* **SOURCE DOCUMENT**:
◇ ◇ ◇

What I didn't realize until late last night, after several hours of trying to write something intelligent about the possibility humans might do sufficient damage to our environment in the next ten years to ensure our own extinction sometime in this century, was some part of me hopes it is true. This is partly because the people doing the most significant damage are kind of hideous people -the coal lobby, the natural gas frackers, etc. Then there are the people like the Tea Party Republican Paul Broun, who also happens to be the Chairman of the Oversight Subcommittee for the House Committee on Science and Technology, who thinks evolution and the Big Bang are a "lies straight from the pit of Hell" intended to convince people they don't need a saviour, that there is "convincing scientific evidence" the Earth is 6000 years old, and who stated on the floor of the House "Scientists all over this world say the idea of human induced global climate change is one of the greatest hoaxes perpetrated out of the scientific community. It is a hoax." You can find all those quotes, and many others, in his Wikipedia entry. The irony of this guy being in charge of oversight for the US Government's science and technology initiatives is lost on no one (except possibly him). And to correct his bullshit, no climate scientists think global warming is a hoax. The massive money of the combined energy lobbies has convinced some people with PhD's to argue against anthropogenic climate change. The 9000 studies combined in the IPCC's 2013 Report on Climate Change contain precisely zero studies claiming it is either a hoax or a natural occurrence. This isn't a selection bias. The IPCC is famously conservative, including only the most conclusive and widely accepted results. Anything with even a little bit of doubt (and some things that are certain but frighten politicians) is cut.

It's unfair to pick on Broun. Not because he doesn't richly deserve it but because he is only one of many prominent people who are doing their best to preserve the myth there is some kind of debate about climate change. Or, more accurately, that the terms of the debate are "does it exist or not?" rather than "is it already too late or not?" Donald Trump thinks winter is conclusive proof "global warming is bullshit", Rush Limbaugh thinks climate change is a Trojan Horse for liberals to further their goals of higher taxes, bigger government, and less freedom. The (cartoonishly evil) Koch brothers have put up almost $70 million of their own money to fund climate change denial. It's hard not to want these people to lose and lose badly.

◇ ◇ ◇

* **EXTRACTED MATERIAL**:
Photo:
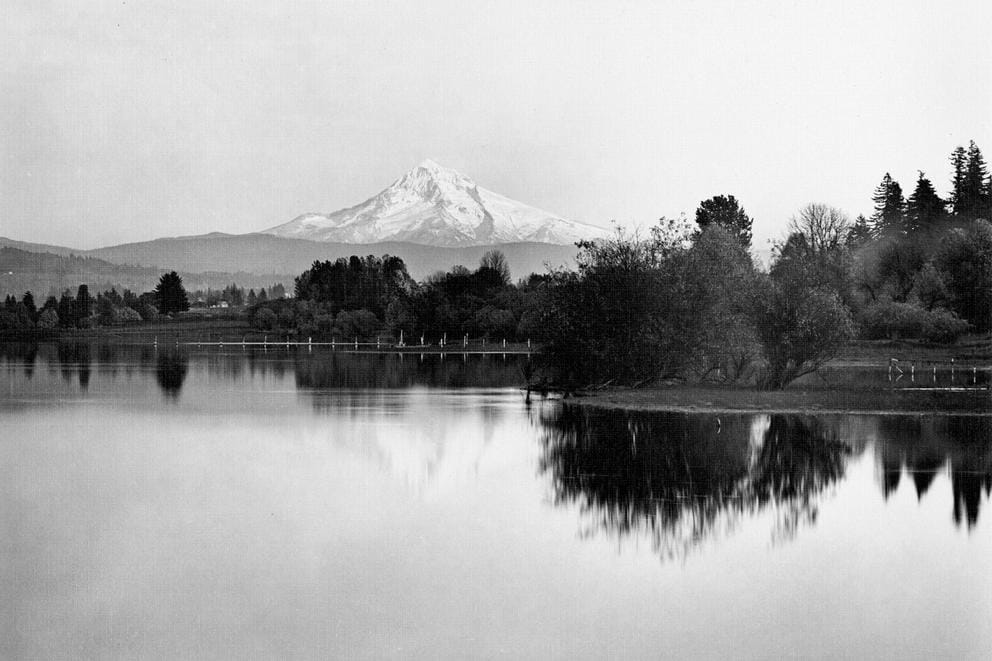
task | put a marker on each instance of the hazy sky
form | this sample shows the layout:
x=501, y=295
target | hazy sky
x=125, y=121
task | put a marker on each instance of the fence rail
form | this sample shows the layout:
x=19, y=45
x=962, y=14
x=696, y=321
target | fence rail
x=938, y=375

◇ ◇ ◇

* **REQUIREMENT A**: In the essay on climate change denial, why does the author say that the IPCC report's lack of studies calling climate change a hoax is not a selection bias? Answer in one to three sentences.
* **REQUIREMENT B**: List every person the climate change essay names individually as denying or opposing climate change.
* **REQUIREMENT C**: Continue the essay on climate change denial from its last sentence.
The lines above have no role in what is asked here.

* **EXERCISE ANSWER A**: The IPCC is famously conservative and includes only the most conclusive and widely accepted results. Anything with even a little doubt is cut. That means the absence of hoax or natural-occurrence studies does not come from excluding dissenting work.

* **EXERCISE ANSWER B**: Paul Broun, Donald Trump, Rush Limbaugh, the Koch brothers

* **EXERCISE ANSWER C**:
One of the places I spent a lot of time is Youtube. I generally avoid Youtube for anything other than incomprehensible Japanese gameshows because videos get ranked according to popularity. And a climate scientist telling us the world as we know it is fucking over is bound not to be popular. But I was (and am) stunned by the comments that climate change videos attract. There is a large group of extremely dedicated commentators who want everyone who thinks climate change is anthropogenic thrown in prison, executed, or subjected to some form of humiliation. The crux of these comments is the same as that of Rep. Broun - climate change is a conspiracy of devils and liberals (interchangeable in his mind). Fuck the IPCC - the most rigorously vetted scientific findings in the history of our species. Fuck the liberal ideologues (like the World Bank, NASA, and the NSA) who think climate change is man-made and dangerous as fuck. It's a big-government conspiracy. If you believe their lies everything is evidence of climate change.

I remain undecided re who is more absurd: me hoping for the worst so the deniers will get their comeuppance or the deniers who think it is a hoax perpetrated by malefactors and brainwashed liberals. I have at least the good grace to be ashamed of my own irrational and stupid bias. And, if I gauge the worth of my position by the quality of my opposition, I am more correct than the deniers. I would rather oppose the Koch brothers than David Suzuki any day of the week.